Instructions:
a. Reproduce the stretch of the Jetty security policy from "Please send a" through "the Jetty project.".
b. Take the Jetty security policy further, picking up after its last sentence.

Excerpted passage:
All active versions of Jetty are supported for security issues. End-of-life (EOL) versions of Jetty may be supported for serious security issues or on a commercial support basis.

Reporting a Vulnerability

Do not open a public issue to report a security vulnerability.
Please send a message to security@jetty.org, and we will create a private issue in which the issue can be triaged and handled. We are flexible in how we work with reporters of vulnerabilities; however, we reserve the right to act in the interests of the Jetty project in all circumstances.

AI-generated security reports must be human-verified and possibly contain a real code proof-of-concept. Failing to do so, also known as AI slop, may result in banning the reporter from the Jetty project.

Handling a Vulnerability

The following checklist is used to handle security issues:

  • On receipt of a security report via security@jetty.org or other channels, if it cannot be trivially dismissed (already fixed, known not a problem, etc.), then project leadership creates a GitHub security advisory.
  • Copy this list (from GitHub's Jetty Project SECURITY.md file) as a Markdown in the security advisory for tracking the completion of various tasks.
  • Jetty committers and the reporters are added to the security advisory. Individual committers can also be named in the comments for addition.
  • Initial triage and discussion are performed in the comments of the advisory.
  • If enough information exists to attempt reproduction or fix, then a private repository is created as part of the GitHub security advisory.
  • If the vulnerability cannot be confirmed, then close the security advisory, else continue.
  • Generate a CVE score and add it to the advisory description.
  • Identify a CWE Definition and add it to the advisory description.
  • Identify vulnerable version(s), including current and past versions that are affected (for example, 9.4.0 through 9.4.35, 10.0.0.alpha1 through 10.0.0.beta3, etc.)
  • Identify and document workaround(s), if applicable, in the comments of the security advisory.
  • Open a Gitlab@Eclipse CVE Assignment to have a CVE allocated.
    The issue should be opened under the "Eclipse Foundation" > "EMO Team" > "EMO" section as a "cve" description, with the "This issue is confidential" checkbox checked.

Excerpts from a location annotation dataset
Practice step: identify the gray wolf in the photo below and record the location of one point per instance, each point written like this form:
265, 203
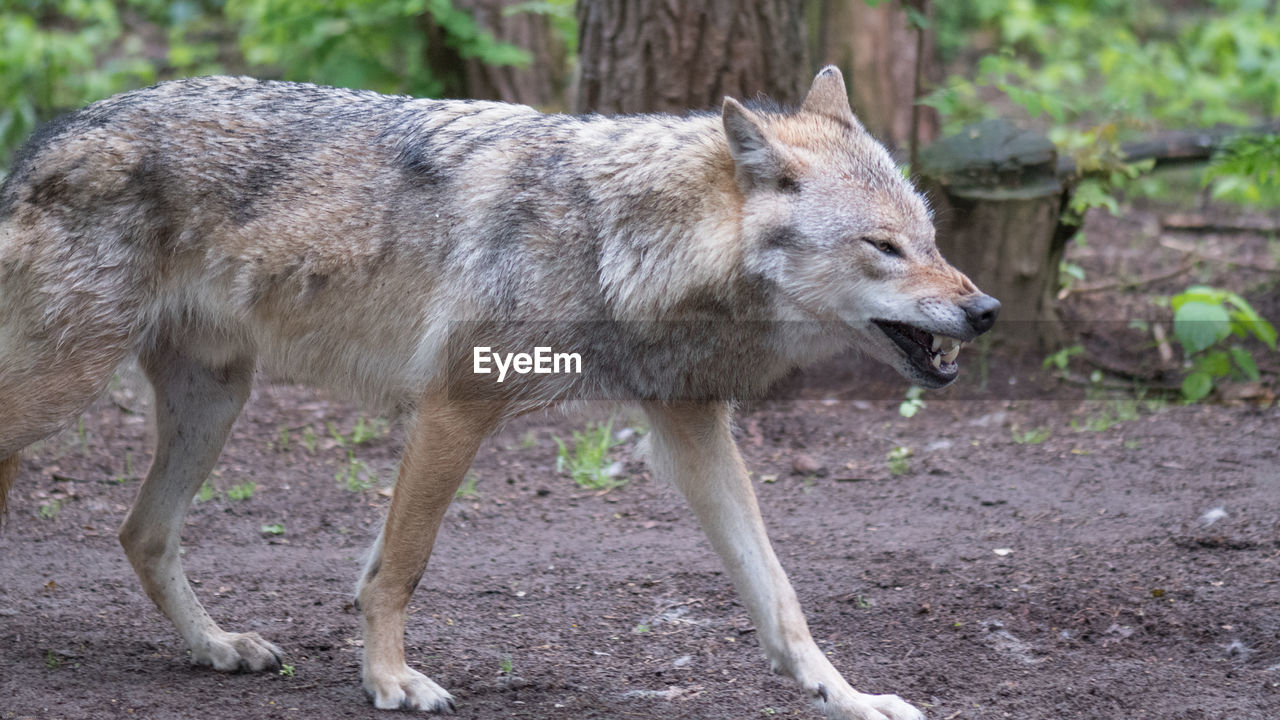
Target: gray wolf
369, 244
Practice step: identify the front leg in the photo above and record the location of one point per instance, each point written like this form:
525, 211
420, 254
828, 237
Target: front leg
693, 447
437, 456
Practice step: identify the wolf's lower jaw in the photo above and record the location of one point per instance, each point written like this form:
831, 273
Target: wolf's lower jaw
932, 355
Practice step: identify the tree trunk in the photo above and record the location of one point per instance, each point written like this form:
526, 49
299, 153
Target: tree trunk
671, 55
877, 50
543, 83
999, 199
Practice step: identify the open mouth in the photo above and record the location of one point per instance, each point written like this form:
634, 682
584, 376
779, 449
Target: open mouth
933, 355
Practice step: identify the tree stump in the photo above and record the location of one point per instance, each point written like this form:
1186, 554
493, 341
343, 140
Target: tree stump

Exercise answers:
a.
Please send a message to security@jetty.org, and we will create a private issue in which the issue can be triaged and handled. We are flexible in how we work with reporters of vulnerabilities; however, we reserve the right to act in the interests of the Jetty project in all circumstances.

AI-generated security reports must be human-verified and possibly contain a real code proof-of-concept. Failing to do so, also known as AI slop, may result in banning the reporter from the Jetty project.

b.
    Follow the template for what details are necessary to file for a CVE.
  • Add a comment in the issue asking the Eclipse team to add @jerdfelt, @jmcconnell, @olamy and @sbordet as assignees (otherwise only the issue opener will be able to see the issue).
    
  • Once the CVE is allocated, update the Security Advisory with the number
  • Build and test fix(es) locally and in the CI environment.
  • Merge tests and fix - ensure description does not mention vulnerability directly. Do not merge directly from the security advisory as it can be traced back before publication.
  • Build and stage the release candidate.
  • Notify interested parties of the pending security advisory and of the staged release:
    1. Include CVE number, CVE score, and CWE.
    2. Include Workarounds.
    3. Stress that it is confidential.
    4. Advise the security advisory will be published in 1 month unless they indicate they need more time.
  • If testing is OK, then the release is promoted.
  • Interested parties are notified of the availability of the release on Maven Central.
  • Publish security advisory from GitHub.
  • Add a comment to the GitLab issue opened at Eclipse asking to publish the CVE.
  • Edit VERSION.txt and so that the CVE number is now recorded against merged PR.
  • Edit the release(s) on GitHub to identify the CVE number that was addressed/resolved.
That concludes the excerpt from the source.